[Start of Attachment]

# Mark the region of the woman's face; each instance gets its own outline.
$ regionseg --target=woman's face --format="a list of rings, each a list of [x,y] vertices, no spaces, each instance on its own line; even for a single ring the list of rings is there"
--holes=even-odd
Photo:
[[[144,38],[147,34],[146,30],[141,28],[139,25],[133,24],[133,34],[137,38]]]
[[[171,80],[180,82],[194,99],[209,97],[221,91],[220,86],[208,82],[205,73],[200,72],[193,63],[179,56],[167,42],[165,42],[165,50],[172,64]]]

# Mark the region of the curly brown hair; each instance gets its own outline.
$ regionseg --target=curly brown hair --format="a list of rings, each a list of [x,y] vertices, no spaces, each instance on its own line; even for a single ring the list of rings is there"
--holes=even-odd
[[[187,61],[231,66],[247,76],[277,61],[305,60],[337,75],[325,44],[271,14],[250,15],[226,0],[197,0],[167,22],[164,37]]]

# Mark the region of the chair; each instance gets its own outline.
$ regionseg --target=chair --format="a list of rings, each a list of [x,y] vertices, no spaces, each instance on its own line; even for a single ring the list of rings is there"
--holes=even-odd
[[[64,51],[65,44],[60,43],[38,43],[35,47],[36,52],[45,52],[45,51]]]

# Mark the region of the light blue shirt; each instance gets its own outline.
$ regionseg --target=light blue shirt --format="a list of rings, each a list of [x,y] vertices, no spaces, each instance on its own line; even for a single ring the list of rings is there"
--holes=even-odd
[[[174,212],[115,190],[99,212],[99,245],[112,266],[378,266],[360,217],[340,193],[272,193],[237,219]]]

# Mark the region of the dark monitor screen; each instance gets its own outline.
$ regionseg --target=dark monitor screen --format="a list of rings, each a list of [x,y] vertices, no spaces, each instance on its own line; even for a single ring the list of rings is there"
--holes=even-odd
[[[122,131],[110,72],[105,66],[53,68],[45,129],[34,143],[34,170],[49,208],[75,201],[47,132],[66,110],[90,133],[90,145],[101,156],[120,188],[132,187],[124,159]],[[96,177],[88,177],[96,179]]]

[End of Attachment]

What to do.
Retype each line of the material above exactly.

Task response.
# Mark the region of the woman's face; each instance gets its own outline.
$ regionseg --target=woman's face --format="a list of rings, each a list of [x,y] vertices, no spaces, each instance on its own line; even for a single ring the list of rings is there"
--holes=even-odd
Photo:
[[[144,38],[147,34],[146,30],[141,28],[139,25],[133,24],[133,34],[137,38]]]
[[[171,80],[180,82],[194,99],[209,97],[221,91],[220,86],[208,82],[205,73],[200,72],[193,63],[179,56],[167,42],[165,42],[165,50],[172,64]]]

# Mark the region of the curly brown hair; each instance gets its own outline.
$ regionseg --target=curly brown hair --format="a list of rings, each a list of [x,y] vertices, no spaces, each instance on its own line; even for a single ring the list of rings is there"
--holes=even-odd
[[[187,61],[231,66],[247,76],[277,61],[305,60],[337,75],[325,44],[271,14],[250,15],[226,0],[197,0],[167,22],[164,37]]]

# Mark the region of the chair; each instance gets its own outline.
$ regionseg --target=chair --format="a list of rings, each a list of [x,y] vertices, no spaces, each instance on its own line; even for a single ring the list of rings is there"
--holes=even-odd
[[[64,51],[65,44],[60,43],[38,43],[35,47],[36,52],[45,52],[45,51]]]

# Mark the region of the light blue shirt; each instance gets its own outline.
$ regionseg --target=light blue shirt --format="a list of rings, each a list of [x,y] vertices, no spaces, each instance on its own line; even for a single ring the list of rings is there"
--holes=even-odd
[[[174,212],[115,190],[99,212],[99,245],[112,266],[378,266],[360,217],[340,193],[272,193],[237,219]]]

# Mark the region of the dark monitor screen; each instance gets its own outline.
$ regionseg --target=dark monitor screen --format="a list of rings, each a list of [x,y] vertices, no spaces, each instance on its own line; even for a single ring the list of rings is there"
--holes=even-odd
[[[122,131],[110,72],[105,66],[53,68],[45,129],[34,143],[34,170],[49,208],[75,201],[47,132],[66,110],[90,133],[90,145],[101,156],[120,188],[132,187],[124,159]],[[96,177],[88,177],[96,179]]]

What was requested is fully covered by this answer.